* [WORK TO BE COMPLETED]: Transcribe the whole listing without a single picture.

(Stored records)

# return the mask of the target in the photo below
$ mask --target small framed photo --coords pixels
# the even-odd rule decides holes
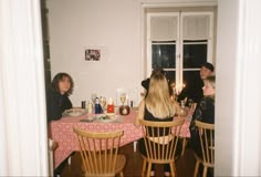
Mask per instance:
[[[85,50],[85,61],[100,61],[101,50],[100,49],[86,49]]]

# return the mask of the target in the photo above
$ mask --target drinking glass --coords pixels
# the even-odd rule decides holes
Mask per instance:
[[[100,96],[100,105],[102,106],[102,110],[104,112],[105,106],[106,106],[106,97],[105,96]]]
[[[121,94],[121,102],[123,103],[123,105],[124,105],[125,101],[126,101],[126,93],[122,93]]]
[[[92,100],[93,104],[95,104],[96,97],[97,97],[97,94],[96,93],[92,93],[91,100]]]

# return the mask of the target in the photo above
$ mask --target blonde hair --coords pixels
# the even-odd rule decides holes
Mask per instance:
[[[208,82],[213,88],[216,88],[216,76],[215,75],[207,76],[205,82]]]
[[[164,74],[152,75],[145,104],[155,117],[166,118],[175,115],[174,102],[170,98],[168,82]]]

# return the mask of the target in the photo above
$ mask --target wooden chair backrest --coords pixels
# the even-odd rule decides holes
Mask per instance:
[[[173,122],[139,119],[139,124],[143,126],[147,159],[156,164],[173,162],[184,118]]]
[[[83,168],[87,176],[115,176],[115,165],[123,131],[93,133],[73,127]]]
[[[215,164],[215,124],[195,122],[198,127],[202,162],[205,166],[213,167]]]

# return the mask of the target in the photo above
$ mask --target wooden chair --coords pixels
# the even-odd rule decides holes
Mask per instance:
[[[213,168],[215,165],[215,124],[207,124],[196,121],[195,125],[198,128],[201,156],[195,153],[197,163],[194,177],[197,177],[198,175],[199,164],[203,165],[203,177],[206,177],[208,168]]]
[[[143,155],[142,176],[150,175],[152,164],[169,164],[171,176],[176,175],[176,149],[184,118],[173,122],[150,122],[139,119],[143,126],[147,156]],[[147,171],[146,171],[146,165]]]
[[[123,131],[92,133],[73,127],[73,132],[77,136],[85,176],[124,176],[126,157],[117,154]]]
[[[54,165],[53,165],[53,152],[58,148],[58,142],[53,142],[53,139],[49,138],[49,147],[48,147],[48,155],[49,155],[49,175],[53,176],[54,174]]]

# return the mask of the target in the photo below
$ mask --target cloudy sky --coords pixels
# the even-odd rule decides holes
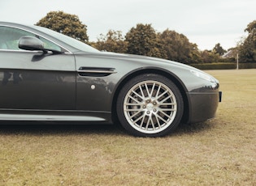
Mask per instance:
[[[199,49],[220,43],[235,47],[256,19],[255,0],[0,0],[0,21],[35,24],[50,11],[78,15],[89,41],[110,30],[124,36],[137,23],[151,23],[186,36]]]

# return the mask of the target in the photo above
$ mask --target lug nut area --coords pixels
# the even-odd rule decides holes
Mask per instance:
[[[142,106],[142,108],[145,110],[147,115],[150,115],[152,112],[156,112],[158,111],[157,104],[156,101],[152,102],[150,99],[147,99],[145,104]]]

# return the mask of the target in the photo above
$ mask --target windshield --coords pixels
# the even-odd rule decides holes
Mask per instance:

* [WRITTEN SOLUTION]:
# return the mask of the target in the photo below
$ mask --target small framed photo --coords pixels
# the even-odd rule decides holes
Mask per instance:
[[[85,50],[85,61],[100,61],[101,50],[100,49],[86,49]]]

# return the mask of the target in the photo above
$ mask --target drinking glass --coords pixels
# the even-odd rule decides holes
Mask per instance:
[[[100,96],[100,105],[102,106],[102,110],[104,112],[105,106],[106,106],[106,97],[105,96]]]
[[[121,94],[121,102],[123,103],[123,105],[124,105],[125,101],[126,101],[126,93],[122,93]]]
[[[92,100],[93,104],[95,104],[96,97],[97,97],[97,94],[96,93],[92,93],[91,100]]]

# return the mask of the target in the photo above
$ mask --target blonde hair --coords pixels
# the even-odd rule decides holes
Mask per instance:
[[[208,82],[213,88],[216,88],[216,76],[215,75],[207,76],[205,82]]]
[[[164,74],[152,75],[145,104],[155,117],[166,118],[175,115],[174,102],[170,98],[168,82]]]

# return the mask of the target in the photo above
$ mask --target wooden chair backrest --coords pixels
# the even-odd rule decides holes
Mask per instance:
[[[173,122],[139,119],[139,124],[143,126],[147,159],[156,164],[173,162],[184,118]]]
[[[83,168],[87,176],[115,176],[115,165],[123,131],[93,133],[73,127]]]
[[[215,164],[215,124],[195,122],[198,127],[202,162],[205,166],[213,167]]]

# return the mask of the target in the photo above
$ mask --target wooden chair --coords pixels
# the even-odd rule decides holes
Mask per instance:
[[[213,168],[215,165],[215,124],[207,124],[196,121],[195,125],[198,128],[201,156],[195,153],[197,163],[194,177],[197,177],[198,175],[199,164],[203,165],[203,177],[206,177],[208,168]]]
[[[143,155],[142,176],[150,175],[152,164],[169,164],[171,176],[176,175],[176,149],[184,118],[173,122],[150,122],[139,119],[143,126],[147,156]],[[147,171],[146,171],[146,165]]]
[[[123,131],[92,133],[73,127],[73,132],[77,136],[85,176],[124,176],[126,157],[117,154]]]
[[[54,165],[53,165],[53,152],[58,148],[58,142],[53,142],[53,139],[49,138],[49,147],[48,147],[48,155],[49,155],[49,175],[53,176],[54,174]]]

# return the mask of the target in the photo below
$ mask --target cloudy sky --coords pixels
# the even-odd rule decides holes
Mask per instance:
[[[199,49],[220,43],[235,47],[256,19],[255,0],[0,0],[0,21],[35,24],[50,11],[78,15],[89,41],[110,30],[124,36],[137,23],[151,23],[186,36]]]

# return the mask of the target in the photo above
$ mask --target lug nut area --coords pixels
# the even-odd rule decides holes
Mask per instance:
[[[142,106],[142,108],[145,110],[147,115],[150,115],[152,112],[156,112],[158,111],[157,104],[156,101],[152,102],[150,99],[147,99],[145,104]]]

# return the mask of the target in the photo above
$ mask --target windshield --coords pixels
# the even-odd rule decides holes
Mask per instance:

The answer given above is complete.